Challenge. Edit the records below by replacing each instance of "distant mountain range" with "rocky ridge". Leave all other text unchanged.

Dataset entries.

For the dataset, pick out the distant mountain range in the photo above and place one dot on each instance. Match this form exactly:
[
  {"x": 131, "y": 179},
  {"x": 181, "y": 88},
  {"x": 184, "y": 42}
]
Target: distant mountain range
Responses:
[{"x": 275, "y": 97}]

Worked answer.
For the dataset, pick out the rocky ridge in the photo above and place one dot on each instance. Match this form exactly:
[
  {"x": 131, "y": 179},
  {"x": 181, "y": 88},
  {"x": 184, "y": 42}
]
Target: rocky ridge
Responses:
[{"x": 275, "y": 97}]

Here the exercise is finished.